* _DIRECTIVE A_:
Copy out, in full, every line of the rows below that contains the word "white".

___ TEXT EXTRACT

DEVIN STEWART: His brother helped out, too, right?

ROBERT DUJARRIC: That's a good example. Who would you have? Bobby Kennedy or Ivanka and Jared? There were legitimate issues raised about having the president's brother as attorney general, but no one questioned the fact that Bobby Kennedy was well-trained, intelligent, and had government experience.

This is not the case—the problem is not that Trump has brought in his family, the problem is who the family is. They have no government experience, they have corruption issues. Bobby Kennedy played a very important role in the Cuban Missile Crisis. Is Jared—

DEVIN STEWART: We're still here to talk about it.

ROBERT DUJARRIC: Yes. We are still here to talk about it, and that's the point. You don't imagine Jared Kushner, Ivanka Trump, Tiffany Trump, Eric Trump, Donald Trump, Jr., going to see the Chinese ambassador and trying to establish a back channel to negotiate. So that's a big problem for Japan.

DEVIN STEWART: Let's go back to Japan itself. Takako Hikotani over at Columbia wrote a great article, fantastic, in Foreign Affairs, and she talked about Japan's situation under Trump, the Trump "era," if we can call it that, and she described Japan's approach as "disarm and disengage Trump," which she means kind of flatter him, and then after that go through back channels to manage the U.S.-Japan relationship.

Meanwhile, you have this recent missile launch over Hokkaido from North Korea, which is the first time it is actually a missile rather than a so-called "satellite" going over the Japanese islands. You also have an overstretched American Navy, which is apparent from the accidents. A lot of officers are talking about "the mission is too great and not enough resources, not enough people."

You also have the Trump effect of uncertainty. Then you have this relinquishing of a commitment to free trade and other things. So you have all these things doing on.

Hikotani kind of seemed to be saying that this is a strange, maybe even twisted, opportunity for Japan to reassert itself in Asia-Pacific as (1) a sort of protector of liberal values, and (2) having a greater security role and more of a political voice.

What do you make of Japan's trajectory?

ROBERT DUJARRIC: I think it was an excellent article, and I agree with it. In terms of Japan reasserting itself in the economic sphere, yes, it provides an opportunity for Japan, for example, to try to get a TPP minus the United States, to use its economic role, its credibility. I think, however, it is an opportunity that Japan didn't want. I think Tokyo wasn't looking for it.

I think Abe liked the idea of having the United States play a very important role. No one, I think, in Japan wants to replace the United States in East Asia. It wants the United States. It needs the United States because of the policy choices that the Japanese governments in the past decades have made.

______

* _DIRECTIVE B_:
Restate the stretch of the interview above from "You also have the" through "things doing on.", renaming "free trade" as "open markets".

___ DATA FOR THIS EXERCISE

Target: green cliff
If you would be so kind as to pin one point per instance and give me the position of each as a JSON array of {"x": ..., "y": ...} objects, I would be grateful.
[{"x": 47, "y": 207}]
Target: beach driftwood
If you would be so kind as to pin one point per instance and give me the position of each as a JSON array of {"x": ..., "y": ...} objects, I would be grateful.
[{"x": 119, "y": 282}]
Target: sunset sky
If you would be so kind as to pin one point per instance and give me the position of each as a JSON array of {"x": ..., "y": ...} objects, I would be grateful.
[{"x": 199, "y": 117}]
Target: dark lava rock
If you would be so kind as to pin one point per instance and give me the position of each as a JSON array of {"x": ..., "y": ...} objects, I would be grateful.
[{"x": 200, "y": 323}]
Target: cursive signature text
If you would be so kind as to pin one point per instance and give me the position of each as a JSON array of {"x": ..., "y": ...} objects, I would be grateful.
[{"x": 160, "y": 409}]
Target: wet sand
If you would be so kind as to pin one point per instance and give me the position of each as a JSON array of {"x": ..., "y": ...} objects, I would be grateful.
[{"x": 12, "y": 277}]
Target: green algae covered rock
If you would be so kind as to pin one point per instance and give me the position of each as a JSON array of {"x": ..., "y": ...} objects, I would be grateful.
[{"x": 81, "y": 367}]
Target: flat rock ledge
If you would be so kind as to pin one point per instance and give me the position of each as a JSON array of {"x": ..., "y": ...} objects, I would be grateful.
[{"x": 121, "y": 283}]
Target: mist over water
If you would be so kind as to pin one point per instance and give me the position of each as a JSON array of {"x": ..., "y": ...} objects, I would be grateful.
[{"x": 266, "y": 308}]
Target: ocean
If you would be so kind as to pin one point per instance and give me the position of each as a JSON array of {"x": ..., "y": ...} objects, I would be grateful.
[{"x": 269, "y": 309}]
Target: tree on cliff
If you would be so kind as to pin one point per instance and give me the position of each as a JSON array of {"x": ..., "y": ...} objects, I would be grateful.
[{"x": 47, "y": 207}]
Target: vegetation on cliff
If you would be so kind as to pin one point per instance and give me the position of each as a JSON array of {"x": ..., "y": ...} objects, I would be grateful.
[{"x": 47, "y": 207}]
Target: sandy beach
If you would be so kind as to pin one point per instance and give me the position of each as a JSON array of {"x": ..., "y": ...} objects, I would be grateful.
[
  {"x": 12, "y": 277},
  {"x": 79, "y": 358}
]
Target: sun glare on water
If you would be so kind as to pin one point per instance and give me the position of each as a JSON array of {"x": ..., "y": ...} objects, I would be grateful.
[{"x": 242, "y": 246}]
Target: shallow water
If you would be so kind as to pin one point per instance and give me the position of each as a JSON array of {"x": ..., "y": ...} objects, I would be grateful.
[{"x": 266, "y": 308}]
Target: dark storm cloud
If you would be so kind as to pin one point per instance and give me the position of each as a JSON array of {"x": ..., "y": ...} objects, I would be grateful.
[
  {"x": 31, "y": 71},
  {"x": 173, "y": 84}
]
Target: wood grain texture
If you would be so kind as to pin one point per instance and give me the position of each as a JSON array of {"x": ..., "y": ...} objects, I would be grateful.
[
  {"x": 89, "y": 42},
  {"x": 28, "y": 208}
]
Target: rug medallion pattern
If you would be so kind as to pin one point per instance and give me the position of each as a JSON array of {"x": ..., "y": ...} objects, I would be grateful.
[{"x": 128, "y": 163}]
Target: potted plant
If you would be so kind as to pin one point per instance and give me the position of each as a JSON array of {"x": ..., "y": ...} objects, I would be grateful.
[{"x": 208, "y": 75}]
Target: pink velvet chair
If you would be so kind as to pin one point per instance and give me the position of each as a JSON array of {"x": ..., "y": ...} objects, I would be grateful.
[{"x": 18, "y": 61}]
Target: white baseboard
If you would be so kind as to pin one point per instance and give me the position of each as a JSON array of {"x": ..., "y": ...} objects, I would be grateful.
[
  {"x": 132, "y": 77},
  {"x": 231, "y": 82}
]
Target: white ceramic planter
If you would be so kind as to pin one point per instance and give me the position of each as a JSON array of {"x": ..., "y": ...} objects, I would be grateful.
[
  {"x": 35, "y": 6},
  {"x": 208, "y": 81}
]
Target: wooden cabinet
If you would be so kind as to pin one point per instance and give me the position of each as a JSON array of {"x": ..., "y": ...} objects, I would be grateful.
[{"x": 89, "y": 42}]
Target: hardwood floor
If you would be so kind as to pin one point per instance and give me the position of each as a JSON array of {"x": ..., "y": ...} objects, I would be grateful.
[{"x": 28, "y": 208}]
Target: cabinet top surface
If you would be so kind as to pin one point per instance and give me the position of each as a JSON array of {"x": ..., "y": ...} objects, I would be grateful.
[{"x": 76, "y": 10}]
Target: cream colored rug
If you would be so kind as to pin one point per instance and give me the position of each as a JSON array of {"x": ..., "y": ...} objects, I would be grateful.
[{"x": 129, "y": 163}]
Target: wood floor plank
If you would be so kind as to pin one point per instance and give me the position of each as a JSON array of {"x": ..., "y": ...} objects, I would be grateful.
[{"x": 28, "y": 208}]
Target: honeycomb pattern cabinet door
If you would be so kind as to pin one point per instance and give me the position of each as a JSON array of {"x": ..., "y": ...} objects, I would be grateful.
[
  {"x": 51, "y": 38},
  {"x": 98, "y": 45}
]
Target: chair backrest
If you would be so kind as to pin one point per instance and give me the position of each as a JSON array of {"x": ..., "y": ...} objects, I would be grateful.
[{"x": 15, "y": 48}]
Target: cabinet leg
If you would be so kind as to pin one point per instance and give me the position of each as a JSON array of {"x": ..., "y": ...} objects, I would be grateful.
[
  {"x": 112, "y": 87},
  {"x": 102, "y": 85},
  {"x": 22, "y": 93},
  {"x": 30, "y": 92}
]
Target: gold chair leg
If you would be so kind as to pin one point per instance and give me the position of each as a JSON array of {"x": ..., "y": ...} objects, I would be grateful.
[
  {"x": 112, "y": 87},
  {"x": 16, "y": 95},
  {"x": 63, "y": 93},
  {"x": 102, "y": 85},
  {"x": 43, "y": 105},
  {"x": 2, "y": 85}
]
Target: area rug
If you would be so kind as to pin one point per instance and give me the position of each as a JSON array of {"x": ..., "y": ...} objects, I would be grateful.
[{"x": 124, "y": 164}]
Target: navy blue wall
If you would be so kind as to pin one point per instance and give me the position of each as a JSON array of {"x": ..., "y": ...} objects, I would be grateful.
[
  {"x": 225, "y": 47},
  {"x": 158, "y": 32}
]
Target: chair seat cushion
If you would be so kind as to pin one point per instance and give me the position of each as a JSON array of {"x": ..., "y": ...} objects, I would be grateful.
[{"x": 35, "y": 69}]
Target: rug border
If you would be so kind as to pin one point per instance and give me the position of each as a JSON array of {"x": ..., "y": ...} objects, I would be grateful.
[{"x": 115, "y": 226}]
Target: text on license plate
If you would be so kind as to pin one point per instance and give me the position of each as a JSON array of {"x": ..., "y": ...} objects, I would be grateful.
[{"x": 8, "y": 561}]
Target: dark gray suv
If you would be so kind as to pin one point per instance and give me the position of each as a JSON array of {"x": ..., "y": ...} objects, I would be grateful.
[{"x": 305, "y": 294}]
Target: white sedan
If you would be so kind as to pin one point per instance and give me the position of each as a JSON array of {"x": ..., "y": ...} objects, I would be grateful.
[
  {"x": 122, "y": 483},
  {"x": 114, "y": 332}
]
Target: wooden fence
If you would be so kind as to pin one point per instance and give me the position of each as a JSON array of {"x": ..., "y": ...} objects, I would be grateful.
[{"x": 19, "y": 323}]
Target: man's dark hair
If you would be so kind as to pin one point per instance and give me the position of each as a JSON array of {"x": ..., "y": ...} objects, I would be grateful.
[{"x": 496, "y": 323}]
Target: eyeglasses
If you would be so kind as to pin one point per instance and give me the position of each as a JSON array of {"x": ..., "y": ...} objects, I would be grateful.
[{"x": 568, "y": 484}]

______

* _WRITTEN RESPONSE A_:
Target: white baseboard
Target: white ceramic planter
Target: white sedan

* _WRITTEN RESPONSE B_:
You also have the Trump effect of uncertainty. Then you have this relinquishing of a commitment to open markets and other things. So you have all these things doing on.